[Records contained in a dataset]

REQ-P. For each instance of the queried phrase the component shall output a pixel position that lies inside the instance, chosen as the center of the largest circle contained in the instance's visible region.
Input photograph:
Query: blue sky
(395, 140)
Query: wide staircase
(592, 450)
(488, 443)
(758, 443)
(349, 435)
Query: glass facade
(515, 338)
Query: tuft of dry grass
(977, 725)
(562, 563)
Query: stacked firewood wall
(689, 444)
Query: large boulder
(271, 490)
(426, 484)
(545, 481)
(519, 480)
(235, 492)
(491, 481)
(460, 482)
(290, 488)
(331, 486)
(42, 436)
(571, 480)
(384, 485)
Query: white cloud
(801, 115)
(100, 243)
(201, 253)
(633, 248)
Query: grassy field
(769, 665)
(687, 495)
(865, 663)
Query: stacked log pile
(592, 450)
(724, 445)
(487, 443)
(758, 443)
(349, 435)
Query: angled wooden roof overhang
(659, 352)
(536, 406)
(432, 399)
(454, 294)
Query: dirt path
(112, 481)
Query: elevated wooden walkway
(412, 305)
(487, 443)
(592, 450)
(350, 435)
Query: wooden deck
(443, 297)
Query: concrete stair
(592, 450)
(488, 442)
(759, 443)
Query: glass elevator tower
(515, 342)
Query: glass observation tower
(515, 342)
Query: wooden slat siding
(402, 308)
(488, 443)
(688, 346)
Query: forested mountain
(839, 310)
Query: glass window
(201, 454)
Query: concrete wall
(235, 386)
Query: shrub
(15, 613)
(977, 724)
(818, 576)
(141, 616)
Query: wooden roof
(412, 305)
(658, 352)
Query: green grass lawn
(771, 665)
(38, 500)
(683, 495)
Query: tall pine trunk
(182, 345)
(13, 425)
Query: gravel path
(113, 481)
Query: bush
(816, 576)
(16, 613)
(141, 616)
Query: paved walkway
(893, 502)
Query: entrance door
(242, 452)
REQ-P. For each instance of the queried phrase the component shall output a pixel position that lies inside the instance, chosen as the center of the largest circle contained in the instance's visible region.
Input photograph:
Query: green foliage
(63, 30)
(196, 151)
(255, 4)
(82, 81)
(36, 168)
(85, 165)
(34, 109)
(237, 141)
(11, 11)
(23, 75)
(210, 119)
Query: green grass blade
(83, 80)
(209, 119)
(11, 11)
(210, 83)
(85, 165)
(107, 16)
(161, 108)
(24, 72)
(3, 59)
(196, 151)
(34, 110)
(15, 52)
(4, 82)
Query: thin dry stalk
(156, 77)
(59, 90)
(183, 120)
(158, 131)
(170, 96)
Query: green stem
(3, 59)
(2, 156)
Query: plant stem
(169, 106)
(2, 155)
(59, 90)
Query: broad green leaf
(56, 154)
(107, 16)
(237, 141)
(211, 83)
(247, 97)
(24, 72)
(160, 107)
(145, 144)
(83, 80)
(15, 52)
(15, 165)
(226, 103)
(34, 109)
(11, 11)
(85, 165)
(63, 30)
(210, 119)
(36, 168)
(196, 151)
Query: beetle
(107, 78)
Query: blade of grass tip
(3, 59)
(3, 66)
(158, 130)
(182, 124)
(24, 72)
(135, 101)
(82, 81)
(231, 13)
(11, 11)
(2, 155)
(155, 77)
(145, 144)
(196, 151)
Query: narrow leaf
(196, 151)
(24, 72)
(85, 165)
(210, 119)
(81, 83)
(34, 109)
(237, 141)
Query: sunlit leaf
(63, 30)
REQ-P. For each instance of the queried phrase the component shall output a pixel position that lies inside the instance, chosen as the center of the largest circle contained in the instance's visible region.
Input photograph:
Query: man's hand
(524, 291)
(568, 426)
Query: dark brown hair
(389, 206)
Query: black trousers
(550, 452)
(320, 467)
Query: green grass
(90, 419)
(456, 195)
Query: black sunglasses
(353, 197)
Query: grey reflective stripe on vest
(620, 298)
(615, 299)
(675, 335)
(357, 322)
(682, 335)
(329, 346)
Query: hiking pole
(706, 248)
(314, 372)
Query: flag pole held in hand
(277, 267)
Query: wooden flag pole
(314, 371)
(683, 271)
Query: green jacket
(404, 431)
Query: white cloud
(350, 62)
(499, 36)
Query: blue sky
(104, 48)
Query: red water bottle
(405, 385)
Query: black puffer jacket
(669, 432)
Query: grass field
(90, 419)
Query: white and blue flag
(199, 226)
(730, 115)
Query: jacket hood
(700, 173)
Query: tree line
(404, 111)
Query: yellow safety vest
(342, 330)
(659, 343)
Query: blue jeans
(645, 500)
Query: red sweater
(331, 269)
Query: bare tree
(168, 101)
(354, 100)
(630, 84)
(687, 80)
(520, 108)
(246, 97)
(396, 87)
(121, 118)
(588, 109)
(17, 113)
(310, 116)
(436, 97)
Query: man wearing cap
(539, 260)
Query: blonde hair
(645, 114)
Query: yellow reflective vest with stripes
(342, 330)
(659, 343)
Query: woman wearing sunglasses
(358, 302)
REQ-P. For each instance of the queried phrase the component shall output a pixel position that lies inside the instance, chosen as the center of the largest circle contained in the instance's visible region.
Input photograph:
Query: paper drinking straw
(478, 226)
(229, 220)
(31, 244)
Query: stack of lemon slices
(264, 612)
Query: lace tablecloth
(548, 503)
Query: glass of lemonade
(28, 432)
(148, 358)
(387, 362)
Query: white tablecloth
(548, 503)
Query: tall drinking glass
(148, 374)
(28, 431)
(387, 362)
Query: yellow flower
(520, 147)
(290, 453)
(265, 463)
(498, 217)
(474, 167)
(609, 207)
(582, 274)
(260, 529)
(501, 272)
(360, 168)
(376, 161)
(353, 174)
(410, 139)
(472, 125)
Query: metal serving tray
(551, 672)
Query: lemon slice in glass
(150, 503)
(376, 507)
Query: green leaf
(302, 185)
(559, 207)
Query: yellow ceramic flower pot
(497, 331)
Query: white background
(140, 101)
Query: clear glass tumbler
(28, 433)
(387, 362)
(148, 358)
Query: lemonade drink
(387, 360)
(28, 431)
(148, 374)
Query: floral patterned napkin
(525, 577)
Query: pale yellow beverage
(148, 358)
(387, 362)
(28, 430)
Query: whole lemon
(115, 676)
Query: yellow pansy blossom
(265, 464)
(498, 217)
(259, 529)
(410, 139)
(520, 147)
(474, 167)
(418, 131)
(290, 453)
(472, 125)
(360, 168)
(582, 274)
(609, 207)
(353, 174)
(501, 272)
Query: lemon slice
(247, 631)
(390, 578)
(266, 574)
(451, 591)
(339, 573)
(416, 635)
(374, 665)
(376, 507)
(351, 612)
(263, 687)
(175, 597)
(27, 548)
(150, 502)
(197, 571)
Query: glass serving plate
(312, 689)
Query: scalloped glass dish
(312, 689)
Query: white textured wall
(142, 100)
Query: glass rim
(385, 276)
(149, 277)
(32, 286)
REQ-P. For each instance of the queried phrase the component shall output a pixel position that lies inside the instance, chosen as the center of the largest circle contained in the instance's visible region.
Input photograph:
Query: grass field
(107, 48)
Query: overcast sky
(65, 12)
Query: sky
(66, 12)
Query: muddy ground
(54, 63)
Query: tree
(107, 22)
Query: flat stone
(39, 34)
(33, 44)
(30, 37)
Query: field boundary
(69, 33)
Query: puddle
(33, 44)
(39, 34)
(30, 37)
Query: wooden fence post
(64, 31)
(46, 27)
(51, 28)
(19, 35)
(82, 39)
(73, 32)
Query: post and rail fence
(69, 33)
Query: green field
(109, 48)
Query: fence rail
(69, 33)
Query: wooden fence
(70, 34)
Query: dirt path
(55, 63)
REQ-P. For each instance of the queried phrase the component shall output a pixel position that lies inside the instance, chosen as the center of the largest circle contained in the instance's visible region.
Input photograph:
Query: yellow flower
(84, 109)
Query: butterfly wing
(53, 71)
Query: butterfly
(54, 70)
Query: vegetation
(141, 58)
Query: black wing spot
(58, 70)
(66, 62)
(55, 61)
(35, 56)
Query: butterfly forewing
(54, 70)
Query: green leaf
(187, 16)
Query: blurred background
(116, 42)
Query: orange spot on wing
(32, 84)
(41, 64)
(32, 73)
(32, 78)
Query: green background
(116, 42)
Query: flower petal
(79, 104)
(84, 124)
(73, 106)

- TRY IT:
Find where "Query: orange spot on wing" occurs in the data, and please write out that line through the last line exactly, with nothing else.

- TASK OUTPUT:
Query: orange spot on wing
(32, 84)
(41, 64)
(32, 73)
(32, 78)
Query: green background
(116, 42)
Query: flower petal
(79, 104)
(84, 124)
(73, 106)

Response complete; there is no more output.